Text provided.
━━━━━━━━

Two contrasting viewpoints poignantly describe the plight of many migrant agricultural workers today:
"Immigrants have made America."
"America is so rich and fat, because it has eaten the tragedy of millions of immigrants." -- Michael Gold
Farmworkers face many problems in Oregon today. Even though the work of César Chávez, "La Causa," Oregon's farmworkers union, and PCUN (Northwest Treeplanters and Farmworkers United) have improved the lives of farmworkers, many problems still remain, including:
Illegal Immigration
Many agricultural workers in Oregon are illegal immigrants. The Mexican Consulate estimates that 80,000 Mexicans have immigrated illegally to Oregon. Because many migrant workers lack U.S. citizenship and do not speak English, they can be easily exploited by farm labor contractors or farmers.
Lack of Employment Benefits
Farmworkers in Oregon must be paid the minimum wage, but they are not eligible for benefits. Laws do not require overtime pay, unemployment insurance, regulation of overtime work hours, minimum breaks, or rest periods. Because between 50% and 70% of migrant farmworkers in Oregon are here illegally, they are unlikely to complain when they experience employment problems or work injuries.

━━━━━━━━

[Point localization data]
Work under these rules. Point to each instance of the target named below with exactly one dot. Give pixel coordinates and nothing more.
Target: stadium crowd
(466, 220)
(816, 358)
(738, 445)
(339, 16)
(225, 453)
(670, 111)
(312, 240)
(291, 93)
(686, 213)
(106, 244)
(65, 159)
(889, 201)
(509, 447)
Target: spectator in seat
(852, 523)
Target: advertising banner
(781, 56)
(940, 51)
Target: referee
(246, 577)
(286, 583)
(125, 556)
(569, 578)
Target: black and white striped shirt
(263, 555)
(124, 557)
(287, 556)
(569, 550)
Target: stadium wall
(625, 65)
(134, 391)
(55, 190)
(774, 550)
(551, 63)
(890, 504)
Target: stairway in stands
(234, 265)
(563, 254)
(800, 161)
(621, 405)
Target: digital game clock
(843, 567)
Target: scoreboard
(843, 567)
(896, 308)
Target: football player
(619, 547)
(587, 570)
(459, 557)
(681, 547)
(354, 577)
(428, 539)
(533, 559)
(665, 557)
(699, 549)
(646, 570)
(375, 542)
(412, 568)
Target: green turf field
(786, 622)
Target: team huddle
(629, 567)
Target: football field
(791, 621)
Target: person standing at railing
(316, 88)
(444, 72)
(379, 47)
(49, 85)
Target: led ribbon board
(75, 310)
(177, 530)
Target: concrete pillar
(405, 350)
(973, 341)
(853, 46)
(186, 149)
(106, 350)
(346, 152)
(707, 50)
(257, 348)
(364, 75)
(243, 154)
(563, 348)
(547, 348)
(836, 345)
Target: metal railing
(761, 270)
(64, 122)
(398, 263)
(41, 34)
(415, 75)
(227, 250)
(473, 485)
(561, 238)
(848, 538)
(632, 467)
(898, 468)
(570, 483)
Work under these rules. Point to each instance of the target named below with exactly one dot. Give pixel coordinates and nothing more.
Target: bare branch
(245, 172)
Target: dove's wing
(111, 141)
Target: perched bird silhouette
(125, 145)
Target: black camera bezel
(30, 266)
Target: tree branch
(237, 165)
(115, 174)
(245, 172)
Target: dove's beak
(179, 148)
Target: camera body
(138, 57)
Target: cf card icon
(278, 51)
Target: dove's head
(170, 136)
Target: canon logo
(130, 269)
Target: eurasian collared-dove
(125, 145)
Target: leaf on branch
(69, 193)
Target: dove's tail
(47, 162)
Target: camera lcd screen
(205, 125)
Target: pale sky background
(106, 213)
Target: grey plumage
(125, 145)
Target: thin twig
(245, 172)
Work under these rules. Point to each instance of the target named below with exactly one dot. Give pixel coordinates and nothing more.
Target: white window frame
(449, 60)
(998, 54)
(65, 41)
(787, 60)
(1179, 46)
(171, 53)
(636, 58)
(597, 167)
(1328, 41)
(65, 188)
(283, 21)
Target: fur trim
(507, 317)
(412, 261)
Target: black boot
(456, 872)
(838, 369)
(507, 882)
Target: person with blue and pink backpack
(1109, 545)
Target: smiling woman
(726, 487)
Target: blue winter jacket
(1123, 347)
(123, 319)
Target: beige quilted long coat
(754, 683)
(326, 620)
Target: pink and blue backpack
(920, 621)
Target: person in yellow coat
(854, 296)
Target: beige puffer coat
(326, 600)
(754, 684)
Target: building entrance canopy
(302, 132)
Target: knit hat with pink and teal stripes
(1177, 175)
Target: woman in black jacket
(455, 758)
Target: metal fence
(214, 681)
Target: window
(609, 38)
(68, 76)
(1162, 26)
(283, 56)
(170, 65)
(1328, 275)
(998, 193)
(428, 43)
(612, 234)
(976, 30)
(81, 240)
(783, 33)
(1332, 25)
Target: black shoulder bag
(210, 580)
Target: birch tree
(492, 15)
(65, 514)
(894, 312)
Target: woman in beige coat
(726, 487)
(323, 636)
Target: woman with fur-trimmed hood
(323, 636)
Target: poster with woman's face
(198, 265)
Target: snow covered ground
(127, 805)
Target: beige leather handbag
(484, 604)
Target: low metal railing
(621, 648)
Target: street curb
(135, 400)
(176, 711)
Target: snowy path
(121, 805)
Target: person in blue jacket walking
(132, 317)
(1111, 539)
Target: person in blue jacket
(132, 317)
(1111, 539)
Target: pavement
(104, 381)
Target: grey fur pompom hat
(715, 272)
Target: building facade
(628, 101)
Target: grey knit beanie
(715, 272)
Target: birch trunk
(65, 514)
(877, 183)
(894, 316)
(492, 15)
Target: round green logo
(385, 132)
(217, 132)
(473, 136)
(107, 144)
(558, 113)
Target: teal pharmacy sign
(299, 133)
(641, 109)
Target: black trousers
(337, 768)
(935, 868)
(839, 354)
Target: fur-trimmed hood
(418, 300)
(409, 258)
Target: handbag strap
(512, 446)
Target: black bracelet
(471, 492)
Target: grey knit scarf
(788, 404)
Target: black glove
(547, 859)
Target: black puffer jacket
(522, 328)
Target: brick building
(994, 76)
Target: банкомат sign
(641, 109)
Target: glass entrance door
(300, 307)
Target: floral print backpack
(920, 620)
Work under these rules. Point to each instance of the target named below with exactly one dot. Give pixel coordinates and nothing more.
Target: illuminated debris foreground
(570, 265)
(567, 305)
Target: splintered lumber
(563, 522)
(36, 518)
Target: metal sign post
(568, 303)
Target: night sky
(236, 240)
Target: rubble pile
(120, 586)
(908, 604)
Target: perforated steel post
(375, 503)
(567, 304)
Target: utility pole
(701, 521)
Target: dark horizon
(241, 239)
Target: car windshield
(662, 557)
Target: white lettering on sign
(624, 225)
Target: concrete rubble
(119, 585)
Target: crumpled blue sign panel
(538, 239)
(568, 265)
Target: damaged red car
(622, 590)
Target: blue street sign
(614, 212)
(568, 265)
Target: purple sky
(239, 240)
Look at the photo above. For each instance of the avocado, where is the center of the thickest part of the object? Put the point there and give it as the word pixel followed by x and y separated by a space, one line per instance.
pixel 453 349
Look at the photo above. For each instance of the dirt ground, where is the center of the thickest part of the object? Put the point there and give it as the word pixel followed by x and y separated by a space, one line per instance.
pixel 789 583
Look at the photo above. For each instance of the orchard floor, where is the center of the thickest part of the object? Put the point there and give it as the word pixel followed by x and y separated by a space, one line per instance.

━━━━━━━━

Instructions to follow.
Write out the passage on Oregon farmworkers above, from "Two contrasting viewpoints" through "contractors or farmers.", word for word.

Task output.
Two contrasting viewpoints poignantly describe the plight of many migrant agricultural workers today:
"Immigrants have made America."
"America is so rich and fat, because it has eaten the tragedy of millions of immigrants." -- Michael Gold
Farmworkers face many problems in Oregon today. Even though the work of César Chávez, "La Causa," Oregon's farmworkers union, and PCUN (Northwest Treeplanters and Farmworkers United) have improved the lives of farmworkers, many problems still remain, including:
Illegal Immigration
Many agricultural workers in Oregon are illegal immigrants. The Mexican Consulate estimates that 80,000 Mexicans have immigrated illegally to Oregon. Because many migrant workers lack U.S. citizenship and do not speak English, they can be easily exploited by farm labor contractors or farmers.